Additional resources

  • /usr/share/ansible/roles/rhel-system-roles.ha_cluster/README.md file
  • /usr/share/doc/rhel-system-roles/ha_cluster/ directory

10.7. Configuring a high availability cluster with resource constraints

The following procedure uses the ha_cluster system role to create a high availability cluster that includes resource location constraints, resource colocation constraints, resource order constraints, and resource ticket constraints.

Warning

The ha_cluster system role replaces any existing cluster configuration on the specified nodes. Any settings not specified in the role will be lost.

Prerequisites

Procedure

  1. Create a playbook file, for example ~/playbook.yml, with the following content:

    ---
    - name: Create a high availability cluster with resource constraints
      hosts: node1 node2
      roles:
        - rhel-system-roles.ha_cluster
      vars:
        ha_cluster_cluster_name: my-new-cluster
        ha_cluster_hacluster_password: <password>
        ha_cluster_manage_firewall: true
        ha_cluster_manage_selinux: true
        # In order to use constraints, we need resources the constraints will apply
        # to.

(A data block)
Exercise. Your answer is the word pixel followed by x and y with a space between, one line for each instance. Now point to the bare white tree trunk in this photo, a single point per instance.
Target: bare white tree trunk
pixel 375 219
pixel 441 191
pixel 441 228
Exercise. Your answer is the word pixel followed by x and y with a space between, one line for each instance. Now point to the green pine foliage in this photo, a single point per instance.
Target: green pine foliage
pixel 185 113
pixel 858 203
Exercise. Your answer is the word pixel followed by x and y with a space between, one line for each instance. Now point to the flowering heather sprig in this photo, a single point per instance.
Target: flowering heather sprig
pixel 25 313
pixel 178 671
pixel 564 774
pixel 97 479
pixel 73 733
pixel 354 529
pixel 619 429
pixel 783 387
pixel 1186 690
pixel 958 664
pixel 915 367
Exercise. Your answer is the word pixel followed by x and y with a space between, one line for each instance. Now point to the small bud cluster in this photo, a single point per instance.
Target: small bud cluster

Requirements —
(A) In the high availability cluster procedure, what happens to cluster settings that are not specified in the ha_cluster system role?
(B) Write out the part of the high availability cluster procedure starting with "The following procedure" and going on through "resource ticket constraints.".
(C) Continue the high availability cluster procedure from its last line.

Answers provided —
(A) They are lost, because the role replaces any existing cluster configuration on the specified nodes.

(B)
The following procedure uses the ha_cluster system role to create a high availability cluster that includes resource location constraints, resource colocation constraints, resource order constraints, and resource ticket constraints.

(C)
        ha_cluster_resource_primitives:
          - id: xvm-fencing
            agent: 'stonith:fence_xvm'
            instance_attrs:
              - attrs:
                  - name: pcmk_host_list
                    value: node1 node2
          - id: dummy-1
            agent: 'ocf:pacemaker:Dummy'
          - id: dummy-2
            agent: 'ocf:pacemaker:Dummy'
          - id: dummy-3
            agent: 'ocf:pacemaker:Dummy'
          - id: dummy-4
            agent: 'ocf:pacemaker:Dummy'
          - id: dummy-5
            agent: 'ocf:pacemaker:Dummy'
          - id: dummy-6
            agent: 'ocf:pacemaker:Dummy'
        # location constraints
        ha_cluster_constraints_location:
          # resource ID and node name
          - resource:
              id: dummy-1
            node: node1
            options:
              - name: score
                value: 20
          # resource pattern and node name
          - resource:
              pattern: dummy-\d+
            node: node1
            options:
              - name: score
                value: 10
          # resource ID and rule
          - resource:
              id: dummy-2
            rule: '#uname eq node2 and date in_range 2022-01-01 to 2022-02-28'
          # resource pattern and rule
          - resource:
              pattern: dummy-\d+
            rule: node-type eq weekend and date-spec weekdays=6-7
        # colocation constraints
        ha_cluster_constraints_colocation:
          # simple constraint
          - resource_leader:
              id: dummy-3
            resource_follower:
              id: dummy-4
            options:
              - name: score
                value: -5
          # set constraint
          - resource_sets:
              - resource_ids:
                  - dummy-1
                  - dummy-2
              - resource_ids:
                  - dummy-5
                  - dummy-6
                options:
                  - name: sequential
                    value: "false"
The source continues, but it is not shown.